• **What is asked**:
Print every entry exactly as written.
++++ Supplied information ++++
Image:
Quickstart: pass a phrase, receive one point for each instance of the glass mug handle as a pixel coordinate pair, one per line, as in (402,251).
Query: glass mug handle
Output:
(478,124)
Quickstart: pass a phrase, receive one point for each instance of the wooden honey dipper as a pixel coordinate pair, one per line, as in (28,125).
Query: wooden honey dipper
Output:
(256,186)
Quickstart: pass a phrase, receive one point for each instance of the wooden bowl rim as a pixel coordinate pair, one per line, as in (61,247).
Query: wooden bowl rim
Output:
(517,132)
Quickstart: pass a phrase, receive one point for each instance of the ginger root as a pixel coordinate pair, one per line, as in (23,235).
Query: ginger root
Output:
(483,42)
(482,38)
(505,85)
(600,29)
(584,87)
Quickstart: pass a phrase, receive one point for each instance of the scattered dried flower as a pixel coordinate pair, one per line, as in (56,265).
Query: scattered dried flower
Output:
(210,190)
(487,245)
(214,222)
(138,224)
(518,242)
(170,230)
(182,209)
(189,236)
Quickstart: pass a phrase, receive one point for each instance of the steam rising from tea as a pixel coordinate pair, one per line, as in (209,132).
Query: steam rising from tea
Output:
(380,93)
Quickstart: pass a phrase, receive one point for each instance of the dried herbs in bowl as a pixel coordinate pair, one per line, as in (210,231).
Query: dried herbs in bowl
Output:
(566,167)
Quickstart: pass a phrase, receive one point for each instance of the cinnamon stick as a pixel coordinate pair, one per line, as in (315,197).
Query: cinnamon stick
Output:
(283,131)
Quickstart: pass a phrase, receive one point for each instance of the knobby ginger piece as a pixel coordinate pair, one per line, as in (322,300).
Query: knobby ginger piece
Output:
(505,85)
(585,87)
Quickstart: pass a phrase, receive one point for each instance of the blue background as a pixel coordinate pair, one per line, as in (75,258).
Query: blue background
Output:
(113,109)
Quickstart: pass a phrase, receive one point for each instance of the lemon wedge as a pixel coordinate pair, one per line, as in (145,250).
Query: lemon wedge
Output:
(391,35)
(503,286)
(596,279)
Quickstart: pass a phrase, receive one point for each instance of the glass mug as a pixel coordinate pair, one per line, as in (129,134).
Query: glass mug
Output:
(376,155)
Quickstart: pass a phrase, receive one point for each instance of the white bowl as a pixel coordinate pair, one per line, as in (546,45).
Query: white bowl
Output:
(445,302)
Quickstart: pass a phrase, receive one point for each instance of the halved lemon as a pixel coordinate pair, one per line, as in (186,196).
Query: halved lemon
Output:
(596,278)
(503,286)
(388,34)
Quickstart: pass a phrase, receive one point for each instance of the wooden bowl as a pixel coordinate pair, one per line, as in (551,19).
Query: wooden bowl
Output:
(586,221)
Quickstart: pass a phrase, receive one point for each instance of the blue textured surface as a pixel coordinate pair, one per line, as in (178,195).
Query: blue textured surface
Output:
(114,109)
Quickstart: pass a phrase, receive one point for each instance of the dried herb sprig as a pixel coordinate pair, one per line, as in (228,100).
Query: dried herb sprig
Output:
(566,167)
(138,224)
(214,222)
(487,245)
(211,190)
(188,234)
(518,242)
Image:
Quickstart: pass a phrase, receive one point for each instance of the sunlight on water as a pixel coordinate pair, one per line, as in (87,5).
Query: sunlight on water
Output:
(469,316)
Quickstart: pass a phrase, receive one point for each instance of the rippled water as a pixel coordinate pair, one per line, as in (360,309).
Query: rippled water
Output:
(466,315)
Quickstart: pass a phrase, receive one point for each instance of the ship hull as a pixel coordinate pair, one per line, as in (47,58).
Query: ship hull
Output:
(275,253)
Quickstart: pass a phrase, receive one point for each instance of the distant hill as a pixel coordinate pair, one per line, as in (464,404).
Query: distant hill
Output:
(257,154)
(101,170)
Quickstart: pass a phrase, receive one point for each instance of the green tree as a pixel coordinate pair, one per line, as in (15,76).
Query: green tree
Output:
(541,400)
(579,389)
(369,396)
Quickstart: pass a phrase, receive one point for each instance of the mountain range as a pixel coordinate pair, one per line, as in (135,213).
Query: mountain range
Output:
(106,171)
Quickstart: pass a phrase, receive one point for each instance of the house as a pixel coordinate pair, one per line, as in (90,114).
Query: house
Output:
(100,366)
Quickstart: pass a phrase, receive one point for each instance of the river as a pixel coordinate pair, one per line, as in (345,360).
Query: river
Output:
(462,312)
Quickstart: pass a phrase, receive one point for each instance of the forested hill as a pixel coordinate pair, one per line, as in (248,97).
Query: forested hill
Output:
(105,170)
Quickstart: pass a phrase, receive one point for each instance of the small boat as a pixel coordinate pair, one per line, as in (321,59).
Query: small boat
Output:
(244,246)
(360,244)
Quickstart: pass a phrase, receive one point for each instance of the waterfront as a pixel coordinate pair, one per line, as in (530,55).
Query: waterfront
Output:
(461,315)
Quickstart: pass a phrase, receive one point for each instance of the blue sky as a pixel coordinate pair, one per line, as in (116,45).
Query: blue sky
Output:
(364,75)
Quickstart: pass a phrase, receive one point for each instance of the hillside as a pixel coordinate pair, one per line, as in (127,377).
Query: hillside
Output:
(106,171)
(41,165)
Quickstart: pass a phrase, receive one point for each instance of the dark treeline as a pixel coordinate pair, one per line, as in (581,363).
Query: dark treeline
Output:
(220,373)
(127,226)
++++
• **Result of this task**:
Image:
Quickstart: pass a phrase, receive one point for each instance of the glass mug handle as a pixel coordinate pair, one per line, as in (402,251).
Query: glass mug handle
Output:
(478,124)
Quickstart: pass a phrase, receive one point for each instance of the wooden honey dipper as a pixel coordinate pair, one per line, as in (28,125).
Query: wooden honey dipper
Output:
(256,186)
Quickstart: pass a phrase, receive one point for each instance of the wooden bowl rim as a pixel coordinate pair, one per line, as in (61,247).
Query: wooden bowl rim
Output:
(517,132)
Quickstart: pass a phrase, receive one point for each instance of the ginger root as a pixel coordinate pair, one per line, as in (23,235).
Query: ginger root
Output:
(483,42)
(482,38)
(505,85)
(600,29)
(584,87)
Quickstart: pass a phrase, receive one point for each instance of the scattered dried flower as a pixel coordinate pair, one per line, as in (56,265).
Query: scattered dried flower
Output:
(210,190)
(487,245)
(214,222)
(138,224)
(518,242)
(170,230)
(182,209)
(189,236)
Quickstart: pass a phrase, receive one point for each instance of the steam rising from tea as a pixel coordinate pair, one per line, as in (209,132).
Query: steam rising from tea
Output:
(380,93)
Quickstart: pass a phrase, receive one point for each instance of the dried herbs in bowl as a pixel coordinate pair, one per line, as in (210,231).
Query: dried herbs in bowl
Output:
(566,167)
Quickstart: pass a phrase, receive one point for each instance of the cinnamon stick as a pixel coordinate pair, one per line, as in (315,197).
Query: cinnamon stick
Output:
(283,131)
Quickstart: pass a phrase, receive one point for each instance of the knobby ginger piece as a pixel coordinate pair, one per line, as in (322,300).
Query: knobby ginger piece
Output:
(505,85)
(585,87)
Quickstart: pass a phrase, receive one point for each instance of the blue background as a pixel coordinate pair, one per line, as in (75,258).
Query: blue background
Output:
(113,109)
Quickstart: pass a phrase, receive one point for each instance of the lemon wedge as a pixel coordinate pair, one per line, as in (145,250).
Query: lemon wedge
Output:
(391,35)
(503,286)
(596,279)
Quickstart: pass a phrase, receive one point for each instance of the glass mug as a pixel coordinate pair, one per line, as in (129,134).
Query: glass mug
Output:
(376,155)
Quickstart: pass a phrase, receive one point for each instance of the white bowl as a pixel coordinate pair, one per line, as in (546,45).
Query: white bowl
Output:
(445,302)
Quickstart: pass a phrase, receive one point for each instance of the halved lemon as a pixel coordinate pair, one per line, as in (186,196).
Query: halved lemon
Output:
(596,278)
(503,286)
(388,34)
Quickstart: pass a phrase, receive one point for each instance of the wooden bowl as a pixel coordinate pair, one per line, as in (551,19).
Query: wooden bowl
Output:
(586,221)
Quickstart: pass a phrase, receive one point for each instance of the blue textured surface as a pixel coordinate pair, one per line, as in (178,195).
Query: blue textured surface
Output:
(114,109)
Quickstart: pass a phrase, receive one point for each instance of the dried herb sprig as a pixel coordinate pair, one per line, as in (228,100).
Query: dried herb sprig
Output:
(566,167)
(138,224)
(214,222)
(487,245)
(211,190)
(188,234)
(518,242)
Image:
Quickstart: pass a phrase, receive one point for each instance of the sunlight on water as a pixel coordinate pair, one per line, as in (87,5).
Query: sunlight on water
Output:
(469,316)
Quickstart: pass a phrase, receive one point for each instance of the rippled water as a pixel coordinate pair, one per line, as in (360,309).
Query: rippled water
Output:
(466,315)
Quickstart: pass a phrase, receive one point for each instance of the ship hull as a pixel coordinate pair, one per line, as in (47,58).
Query: ship hull
Output:
(275,253)
Quickstart: pass a phrase, receive one point for each instance of the distant hill as a pixel coordinate pair, one per line, as in (464,404).
Query: distant hill
Output:
(257,154)
(101,170)
Quickstart: pass a phrase, receive one point for each instance of the green tree as a pixel coordinate pair, one per line, as in (15,76).
Query: green tree
Output:
(541,400)
(579,389)
(369,396)
Quickstart: pass a phrase, receive one point for each instance of the mountain range as a pixel coordinate pair, one per line, as in (135,213).
Query: mountain range
Output:
(106,171)
Quickstart: pass a phrase, receive one point for each instance of the house as a pixel coordinate pair, one per line, as in (90,114).
Query: house
Output:
(100,366)
Quickstart: pass a phrase, receive one point for each instance of the river as a pixel coordinate pair, one per line, as in (345,360).
Query: river
Output:
(462,312)
Quickstart: pass a phrase, receive one point for each instance of the forested hill as a pixel coordinate pair, one per line, as in (248,97).
Query: forested hill
Output:
(105,170)
Quickstart: pass a phrase, receive one point for each instance of the small boat as a pixel coordinate pair, one per line, as in (321,59).
Query: small boat
Output:
(244,246)
(360,244)
Quickstart: pass a phrase, receive one point for each instance of the waterfront as a pixel coordinate pair, one per line, as in (530,55).
Query: waterfront
Output:
(461,315)
Quickstart: pass a phrase, receive one point for each instance of the blue sky as a pixel coordinate pair, one per line, as in (116,45).
Query: blue sky
Output:
(364,75)
Quickstart: pass a phrase, receive one point for each instance of the hillside as a pixel coordinate pair, one per line, as in (127,377).
Query: hillside
Output:
(106,171)
(41,165)
Quickstart: pass a phrase, receive one point for each instance of the dark treeline as a pixel coordinate pair, one per line, as in (581,363).
Query: dark treeline
Output:
(220,373)
(127,226)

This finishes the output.